Обновите, пожалуйста, отрывок текста о детях М. Кляйн от слов «Кляйн анализировала и» до слов «неподдельно и очевидно.», заменив «ведьму» на «колдунью».

====== Текст для чтения ======

Кляйн анализировала и других своих детей, Ганса и Мелитту, закодировав их именами «Феликс» и «Грета» (они же фигурировали и в других ее работах как «Эрнст» и «Лиза»). Их анализировали еще несколько психоаналитиков. Так, на одном и том же материале получился целый цикл статей. Бедные маленькие (die Armen kleinen) Гензель и Гретель из сказки братьев Гримм! Если литературным персонажам удалось обмануть ведьму, то настоящие дети скрыться от нее не смогли, а она еще и сдавала их в аренду. Сохранилась любопытная фотография: М. Кляйн сидит напротив девочки лет пяти. Выражение испуга на лице ребенка неподдельно и очевидно.

М. Кляйн с пациенткой

 

Эрих-«Гензель» Кляйн потом погибнет в горах при неясных обстоятельствах, а Мелитта-«Грета» станет утверждать, что это было самоубийством — из-за тяжелых хронических конфликтов сына и матери. Возможно, это и в самом деле был несчастный случай, но глубокий длительный разлад между Эрихом, так и не ставшим «хорошим Фрицем» (не оттого ли в 12-летнем возрасте этот ребенок был оставлен отцу, когда мать решила перебраться в Лондон с двумя другими детьми?), и М. Кляйн все-таки имел место.

А вот что пишет Кляйн о «Гретель»-Мелитте: «Грета вела первую партию в школьном хоре. Однажды руководительница подошла к ней очень близко и заглянула ей прямо в рот. В этот момент Грета почувствовала непреодолимое желание обнять и поцеловать ее. Кроме того, в ходе анализа выяснилось, что периодически возникавшее у девочки заикание вызывалось сосредоточением либидо на говорении и пении. Повышение и понижение голоса и движения языка символизировали coitus» [3, c. 50]. Не слишком ли все это показательно-иллюстративно для того, чтобы быть правдой? Не выглядит ли все это рисунком на заданную тему, искусственно изготовленным психоаналитическим экстрактом? Что означает реплика «…в ходе анализа выяснилось»? Решение пропущено при том, что сохранены условия задачи и ответ на нее. (Если проводить аналогию с математикой, то в этой фразе есть «Дано» и «Что и требовалось доказать», но ход доказательства отсутствует). И впрямь — зачем, если есть готовый ответ? И для кого «…движения языка символизировали coitus»? Как девочка смогла все это объяснить таким образом, чтобы не возникло разночтений? Не создается ли впечатления о том, что дети, поняв, что хочет услышать мама-психоаналитик, соответствовали ее чаяниям, дабы быстрее освободиться и наконец-то пойти поиграть. Или же это сугубая фальсификация и фантазии человека, опасающегося сексуальной стороны жизни, но находящего замену-компенсацию данному аспекту бытия в разговорах на скользкую тему с собственными детьми?

====== Выдержки из материала ======

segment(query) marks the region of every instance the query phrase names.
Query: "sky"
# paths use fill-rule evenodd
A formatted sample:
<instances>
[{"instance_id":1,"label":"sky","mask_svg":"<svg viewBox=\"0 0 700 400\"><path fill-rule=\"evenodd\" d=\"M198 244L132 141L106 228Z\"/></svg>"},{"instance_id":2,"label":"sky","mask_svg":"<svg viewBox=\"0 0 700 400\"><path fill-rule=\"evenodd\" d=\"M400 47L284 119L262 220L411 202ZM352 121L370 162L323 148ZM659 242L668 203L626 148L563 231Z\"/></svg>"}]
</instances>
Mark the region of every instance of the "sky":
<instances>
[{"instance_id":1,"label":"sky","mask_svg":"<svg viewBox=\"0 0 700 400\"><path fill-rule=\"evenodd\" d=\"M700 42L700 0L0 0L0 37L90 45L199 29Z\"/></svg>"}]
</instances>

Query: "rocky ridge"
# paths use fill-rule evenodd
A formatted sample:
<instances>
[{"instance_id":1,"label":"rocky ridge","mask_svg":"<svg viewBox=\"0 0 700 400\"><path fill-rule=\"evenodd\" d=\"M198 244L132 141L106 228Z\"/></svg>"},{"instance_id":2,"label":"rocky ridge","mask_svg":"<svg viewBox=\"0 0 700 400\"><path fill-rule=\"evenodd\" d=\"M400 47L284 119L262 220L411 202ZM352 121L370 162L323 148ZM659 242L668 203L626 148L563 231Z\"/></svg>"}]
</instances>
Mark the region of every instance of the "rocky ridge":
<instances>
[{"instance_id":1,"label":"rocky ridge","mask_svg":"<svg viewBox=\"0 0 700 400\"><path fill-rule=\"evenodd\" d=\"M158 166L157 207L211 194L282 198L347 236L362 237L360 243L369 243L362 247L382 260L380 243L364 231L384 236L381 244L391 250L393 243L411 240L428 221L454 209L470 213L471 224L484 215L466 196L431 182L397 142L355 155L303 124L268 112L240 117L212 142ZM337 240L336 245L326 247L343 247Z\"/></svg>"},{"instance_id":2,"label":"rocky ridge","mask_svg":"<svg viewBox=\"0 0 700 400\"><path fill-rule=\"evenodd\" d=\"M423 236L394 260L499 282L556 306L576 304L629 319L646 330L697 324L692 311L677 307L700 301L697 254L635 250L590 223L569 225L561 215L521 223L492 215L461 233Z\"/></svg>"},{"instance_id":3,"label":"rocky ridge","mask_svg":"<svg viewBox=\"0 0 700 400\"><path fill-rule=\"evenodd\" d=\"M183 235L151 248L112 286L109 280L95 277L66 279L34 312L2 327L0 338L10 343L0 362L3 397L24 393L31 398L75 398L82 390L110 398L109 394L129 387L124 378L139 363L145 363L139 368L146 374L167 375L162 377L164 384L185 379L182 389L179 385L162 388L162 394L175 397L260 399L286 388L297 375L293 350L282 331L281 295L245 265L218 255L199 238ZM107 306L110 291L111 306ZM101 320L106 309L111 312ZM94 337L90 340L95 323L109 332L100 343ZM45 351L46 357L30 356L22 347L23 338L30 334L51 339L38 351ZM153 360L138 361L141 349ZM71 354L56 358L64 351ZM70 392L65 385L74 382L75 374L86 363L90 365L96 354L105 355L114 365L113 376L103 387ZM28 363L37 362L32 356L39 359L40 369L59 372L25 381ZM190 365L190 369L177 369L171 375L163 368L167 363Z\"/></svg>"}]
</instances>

======

Ожидаемый результат:
Кляйн анализировала и других своих детей, Ганса и Мелитту, закодировав их именами «Феликс» и «Грета» (они же фигурировали и в других ее работах как «Эрнст» и «Лиза»). Их анализировали еще несколько психоаналитиков. Так, на одном и том же материале получился целый цикл статей. Бедные маленькие (die Armen kleinen) Гензель и Гретель из сказки братьев Гримм! Если литературным персонажам удалось обмануть колдунью, то настоящие дети скрыться от нее не смогли, а она еще и сдавала их в аренду. Сохранилась любопытная фотография: М. Кляйн сидит напротив девочки лет пяти. Выражение испуга на лице ребенка неподдельно и очевидно.